▶ **What you will do**:
For each numbered statement that follows, say whether the passage on 'ought' and ability agrees with it. Answer yes or no and quote the words that decide it.
1. Any two of the three claims, taken together, entail the negation of the third.
2. The writer finds it intuitive to deny that one ought to be morally perfect.
3. Under the second solution, the 'ought' in (1) expresses a moral obligation.

▶ **Text provided**:
★ ★ ★ ★ ★ ★ ★

2. I lack the power to be what I ought to be, and this impotence is due to no specific fault of my own. (My impotence is 'original,' part and parcel of the 'fallen' human condition, not derived from any particular act or act-omission of mine.)
3. 'Ought' implies 'Can': one can be obliged to do X only if one has an effective choice as to whether to do X.
The triad is inconsistent in that (1) & (3) entails ~(2). Indeed, any two limbs, taken together, entail the negation of the remaining one. How can the inconsistency be removed?
A. One solution is simply to deny (1) by claiming that there is no sense of 'ought' in which one ought to be morally perfect or better than one is in ways over which one has no control. This strikes me as counterintuitive. For there does seems to me to be some sense in which I ought to be perfect. I feel the force of the NT verse, "Be ye perfect as your heavenly father is perfect." I have the strong intuition that I ought to be, if not perfect, at least better in respects where I simply lack the power to bring about the improvement.
B. A second solution is to distinguish between agential and non-agential oughts. We can then maintain (1) as true by maintaining that the 'ought' in (1) is non-agential and expresses an axiological requirement as opposed to a moral obligation. So interpreted, (1) is consistent with (2) and (3).
We can then transform the above triad into an argument:
4. (1)-(3) are all true.
5. (1)-(3) would not all be true if there were no distinction between agential and non-agential oughts.
Therefore
6. There is a distinction between agential and non-agential oughts.

★ ★ ★ ★ ★ ★ ★

▶ **Extracted data**:
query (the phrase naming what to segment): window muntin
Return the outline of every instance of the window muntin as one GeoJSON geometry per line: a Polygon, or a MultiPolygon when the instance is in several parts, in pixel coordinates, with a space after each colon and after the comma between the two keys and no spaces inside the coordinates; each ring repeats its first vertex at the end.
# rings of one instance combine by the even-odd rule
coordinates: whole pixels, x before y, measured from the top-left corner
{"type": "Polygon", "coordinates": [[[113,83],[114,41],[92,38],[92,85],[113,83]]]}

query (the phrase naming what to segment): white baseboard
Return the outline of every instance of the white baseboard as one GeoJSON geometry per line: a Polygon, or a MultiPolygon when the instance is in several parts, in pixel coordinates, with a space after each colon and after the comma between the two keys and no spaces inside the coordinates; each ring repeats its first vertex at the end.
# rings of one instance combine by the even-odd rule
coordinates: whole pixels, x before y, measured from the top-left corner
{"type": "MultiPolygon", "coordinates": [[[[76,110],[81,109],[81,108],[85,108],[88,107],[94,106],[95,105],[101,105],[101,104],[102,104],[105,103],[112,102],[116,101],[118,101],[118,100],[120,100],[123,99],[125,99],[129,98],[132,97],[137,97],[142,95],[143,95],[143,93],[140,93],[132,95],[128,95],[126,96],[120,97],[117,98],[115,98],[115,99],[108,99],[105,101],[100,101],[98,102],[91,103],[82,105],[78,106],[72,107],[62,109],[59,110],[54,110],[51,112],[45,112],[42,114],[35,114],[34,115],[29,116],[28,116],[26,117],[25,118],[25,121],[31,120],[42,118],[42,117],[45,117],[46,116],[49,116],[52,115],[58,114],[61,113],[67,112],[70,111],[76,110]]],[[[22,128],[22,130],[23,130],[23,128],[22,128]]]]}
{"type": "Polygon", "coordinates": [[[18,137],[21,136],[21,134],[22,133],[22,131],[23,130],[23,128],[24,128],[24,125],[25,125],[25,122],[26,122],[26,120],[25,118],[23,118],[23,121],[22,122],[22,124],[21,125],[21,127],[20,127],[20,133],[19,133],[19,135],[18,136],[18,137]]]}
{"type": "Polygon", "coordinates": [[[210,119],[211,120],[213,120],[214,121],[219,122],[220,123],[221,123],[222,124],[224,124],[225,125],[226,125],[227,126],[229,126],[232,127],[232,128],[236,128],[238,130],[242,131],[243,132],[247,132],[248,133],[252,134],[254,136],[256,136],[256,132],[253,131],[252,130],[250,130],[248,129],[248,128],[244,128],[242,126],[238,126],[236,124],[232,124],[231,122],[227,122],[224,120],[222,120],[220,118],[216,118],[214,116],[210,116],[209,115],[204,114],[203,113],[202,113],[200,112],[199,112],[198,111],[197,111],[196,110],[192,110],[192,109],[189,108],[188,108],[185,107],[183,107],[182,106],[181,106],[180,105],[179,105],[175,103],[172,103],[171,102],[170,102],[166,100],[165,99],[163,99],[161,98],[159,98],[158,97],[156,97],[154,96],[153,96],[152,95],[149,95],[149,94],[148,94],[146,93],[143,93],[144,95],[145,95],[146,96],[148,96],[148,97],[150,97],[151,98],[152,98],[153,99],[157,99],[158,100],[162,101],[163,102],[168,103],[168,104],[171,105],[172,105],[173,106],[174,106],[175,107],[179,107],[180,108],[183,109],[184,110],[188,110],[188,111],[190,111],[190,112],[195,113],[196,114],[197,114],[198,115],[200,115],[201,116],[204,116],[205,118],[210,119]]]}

★ ★ ★ ★ ★ ★ ★

▶ **The output**:
1. Yes: "any two limbs, taken together, entail the negation of the remaining one."
2. No: "This strikes me as counterintuitive."
3. No: "expresses an axiological requirement as opposed to a moral obligation."